> Aim of the task: Transcribe the line that contains "Exercise. Mark the dense" and every line after it to the end of the records, exactly and nothing else. Skip the pictures.
------ Records for processing ------
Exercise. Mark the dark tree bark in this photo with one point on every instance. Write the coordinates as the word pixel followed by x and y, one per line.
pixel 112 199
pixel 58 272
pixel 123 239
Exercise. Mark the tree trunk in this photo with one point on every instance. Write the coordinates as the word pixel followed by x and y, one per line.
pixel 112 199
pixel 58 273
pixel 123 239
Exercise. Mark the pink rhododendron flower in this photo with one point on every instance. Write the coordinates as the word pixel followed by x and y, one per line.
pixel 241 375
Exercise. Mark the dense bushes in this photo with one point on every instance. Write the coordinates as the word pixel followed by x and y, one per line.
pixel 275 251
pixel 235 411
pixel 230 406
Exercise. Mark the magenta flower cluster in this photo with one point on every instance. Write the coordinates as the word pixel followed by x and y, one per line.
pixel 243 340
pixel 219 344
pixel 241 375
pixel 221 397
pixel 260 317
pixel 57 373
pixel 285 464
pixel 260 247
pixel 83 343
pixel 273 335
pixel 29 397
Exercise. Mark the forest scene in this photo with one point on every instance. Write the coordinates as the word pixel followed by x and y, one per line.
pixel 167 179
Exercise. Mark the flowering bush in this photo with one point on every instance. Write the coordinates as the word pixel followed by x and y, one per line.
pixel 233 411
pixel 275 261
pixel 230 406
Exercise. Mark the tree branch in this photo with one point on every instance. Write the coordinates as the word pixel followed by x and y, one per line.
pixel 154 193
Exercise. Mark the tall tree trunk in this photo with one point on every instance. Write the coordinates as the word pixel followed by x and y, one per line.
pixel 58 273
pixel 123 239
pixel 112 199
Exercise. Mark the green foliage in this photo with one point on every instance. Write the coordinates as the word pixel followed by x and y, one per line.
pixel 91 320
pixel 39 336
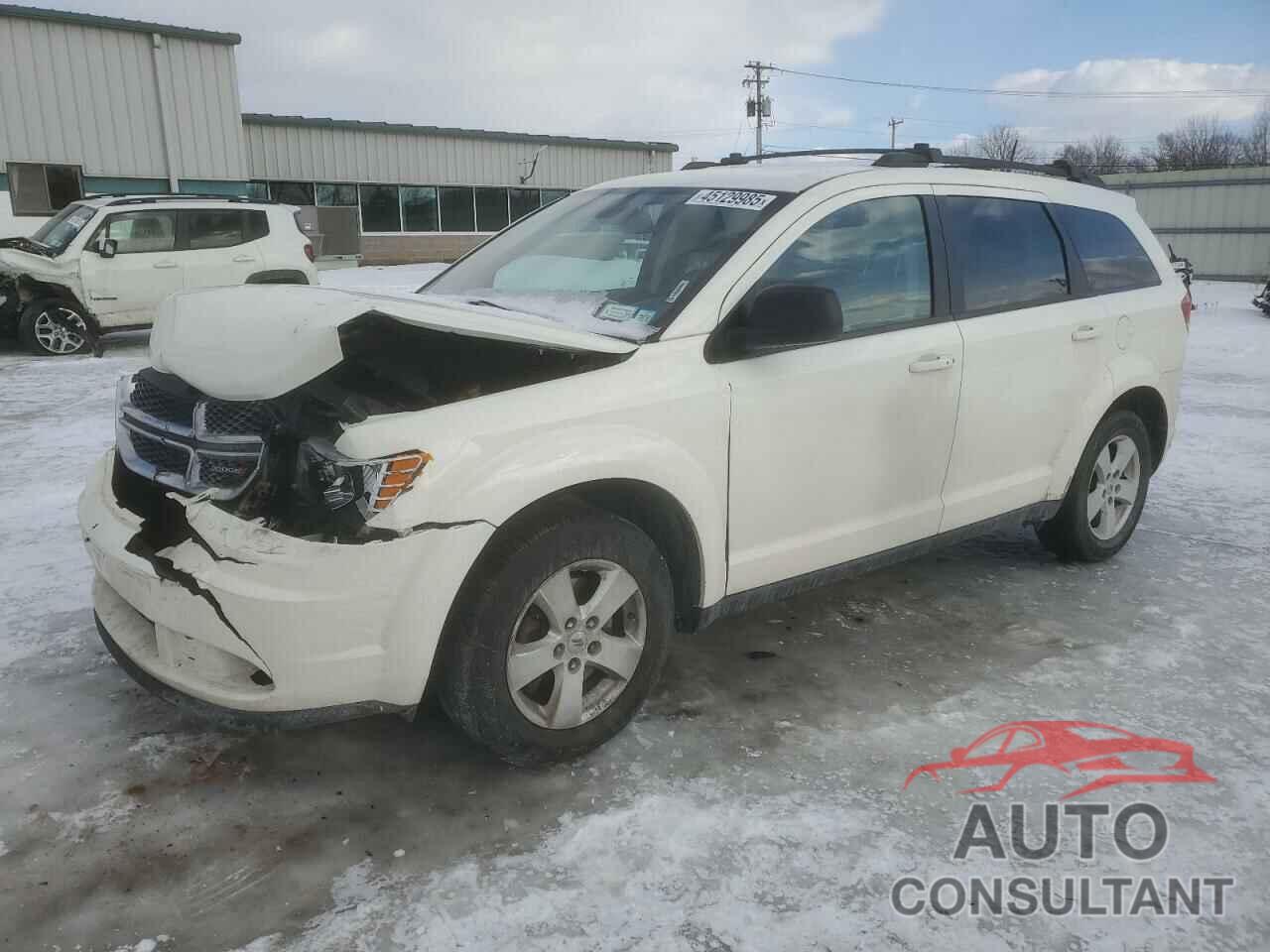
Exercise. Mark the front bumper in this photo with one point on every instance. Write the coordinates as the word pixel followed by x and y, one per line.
------
> Worked solution:
Exercise. Mark the dense bushes in this photo with one point on every instance. Write the coordinates as the word pixel followed by x and y, one per line.
pixel 275 251
pixel 235 411
pixel 230 406
Exercise. Mark the magenta flower cluster in this photo with one point on every instance. Write the coordinates as the word pixel followed by x and y, one per line.
pixel 243 340
pixel 219 344
pixel 241 375
pixel 221 397
pixel 260 317
pixel 57 373
pixel 285 464
pixel 260 247
pixel 83 343
pixel 273 335
pixel 29 397
Exercise. Mark the forest scene in this photo with one point on every instance. Write the coordinates as the word pixel followed by x and y, one per line.
pixel 167 179
Exercise. Mark the flowering bush in this photo with one point on every instance. Write the coordinates as the word pixel followed by x and y, one per line.
pixel 233 411
pixel 275 261
pixel 230 406
Exercise. Mark the tree branch in this photo with one point on every instance. Write the coordinates as the word pixel followed by x and y, one per line.
pixel 154 193
Exercise. Mark the tall tree trunk in this photo with one point on every instance. Write the coordinates as the word pixel followed by x and y, one per line.
pixel 58 273
pixel 123 239
pixel 112 199
Exercise. Mark the green foliage in this photo with one point on every instance. Write the coordinates as the word pixel followed by x and y, one per line.
pixel 91 320
pixel 39 336
Exercise. Mark the front bumper in this photo with one point on every instance. Write the coordinates as the word pixel followed by x and y, one per line.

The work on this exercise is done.